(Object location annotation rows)
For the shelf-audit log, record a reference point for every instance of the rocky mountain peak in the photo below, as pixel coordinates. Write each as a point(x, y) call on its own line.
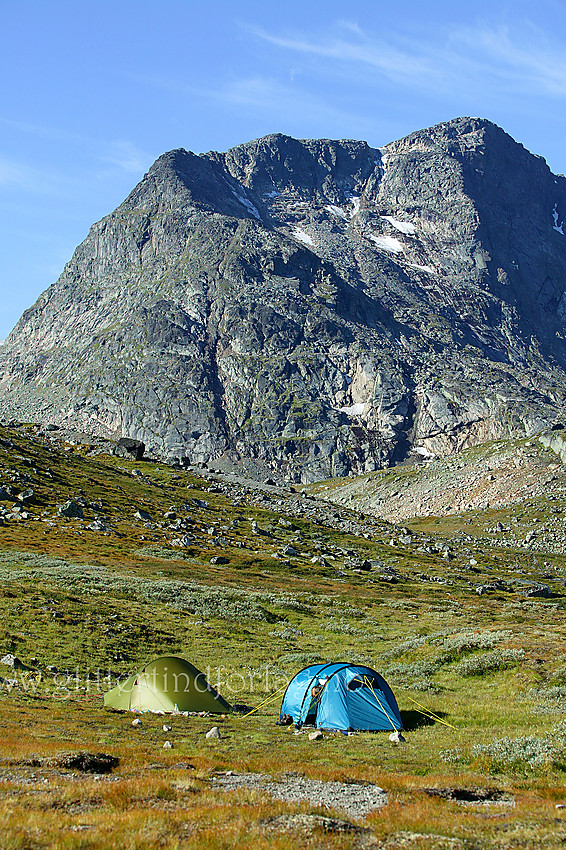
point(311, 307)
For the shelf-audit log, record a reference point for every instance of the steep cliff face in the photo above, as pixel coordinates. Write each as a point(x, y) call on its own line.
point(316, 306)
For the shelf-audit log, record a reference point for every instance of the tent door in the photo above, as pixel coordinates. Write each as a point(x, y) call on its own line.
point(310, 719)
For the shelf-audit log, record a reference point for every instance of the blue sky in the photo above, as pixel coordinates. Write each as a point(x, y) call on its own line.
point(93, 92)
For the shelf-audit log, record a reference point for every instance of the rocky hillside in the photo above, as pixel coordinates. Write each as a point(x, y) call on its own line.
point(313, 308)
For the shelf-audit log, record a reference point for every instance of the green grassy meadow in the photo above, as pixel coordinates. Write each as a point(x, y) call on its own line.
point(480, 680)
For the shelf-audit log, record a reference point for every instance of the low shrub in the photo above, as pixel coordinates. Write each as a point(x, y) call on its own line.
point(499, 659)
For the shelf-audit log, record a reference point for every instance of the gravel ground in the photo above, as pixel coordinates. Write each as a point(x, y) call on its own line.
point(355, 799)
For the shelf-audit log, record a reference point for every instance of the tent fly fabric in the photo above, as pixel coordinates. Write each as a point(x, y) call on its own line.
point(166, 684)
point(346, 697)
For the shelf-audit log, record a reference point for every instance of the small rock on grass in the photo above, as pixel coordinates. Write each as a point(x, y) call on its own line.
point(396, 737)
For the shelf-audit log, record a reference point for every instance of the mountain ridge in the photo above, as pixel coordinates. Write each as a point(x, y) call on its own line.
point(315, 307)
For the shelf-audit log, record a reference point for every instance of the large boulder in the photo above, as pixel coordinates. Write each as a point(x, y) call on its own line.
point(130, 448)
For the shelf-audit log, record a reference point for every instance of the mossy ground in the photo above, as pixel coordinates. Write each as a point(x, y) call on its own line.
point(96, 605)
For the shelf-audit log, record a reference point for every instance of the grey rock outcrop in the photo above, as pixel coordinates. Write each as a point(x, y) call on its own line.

DIRECTION:
Return every line of the rows above verbatim, omitting the pictures.

RESPONSE TO THIS EXERCISE:
For the shelf-audit log, record a reference point for every instance of the rocky mountain peak in the photo below, as pixel coordinates. Write each as a point(x, y) call on its own line.
point(311, 307)
For the shelf-audit log, record a reference point for every instance of the steep cliff face in the photo above, as pixel coordinates. Write each as a point(x, y) call on its own line.
point(316, 306)
For the shelf-audit log, record a reference point for every instance of the tent door in the photo above, as pixel coordinates. Write each as a point(x, y) call on its own line.
point(310, 719)
For the shelf-audit log, record a reference point for every instance of the blue sky in the photo above, as pixel coordinates. Write each as a point(x, y) call on its own line.
point(93, 92)
For the shelf-audit log, record a reference point for every instance of the rocky hillside in the photo above, as pixel coordinates. Write each as a point(x, y) call on its own line.
point(313, 308)
For the shelf-audit log, record a reference point for every instance of the green grassy meadow in the photo above, as pixel coordinates. Write each as a point(x, y) call on its own line.
point(480, 680)
For the shelf-audit log, record a reference point for every instance of the low shrub in the photo above, as pixel coordinates. Write each as a point(x, y) call on its own line.
point(499, 659)
For the shelf-audit log, record a reference point for every instance of the gravel ground in the photo above, as pixel coordinates. Write each as a point(x, y) call on its own line.
point(355, 799)
For the shelf-audit log, record a reference point for every instance of the tent fly fabric in the photo above, as pixel coordinates. Write each as a point(x, y) call on its own line.
point(166, 684)
point(346, 697)
For the shelf-audit log, record a reference point for every instance of the small rock on grass in the photo above, as pixel coordinates. Write each as a point(x, y) call on its own line.
point(396, 737)
For the shelf-audit log, record a reference point for every instance of the mountain ridge in the photo above, as pixel coordinates. Write each as a point(x, y) call on its own line.
point(315, 307)
For the shelf-audit log, record a reference point for every instance of the large boulder in the photo above, as pixel coordinates. Write each as a point(x, y) call on its own line.
point(130, 448)
For the shelf-audit log, record a reference point for every instance of the mossy ground in the photo above, as pixel coordinates. Write each as a point(x, y) call on its own line.
point(96, 605)
For the shelf-audit log, record a reference point for every instance of the grey rock outcrop in the photo above, as pixel coordinates. Write each as a point(x, y) call on its own line.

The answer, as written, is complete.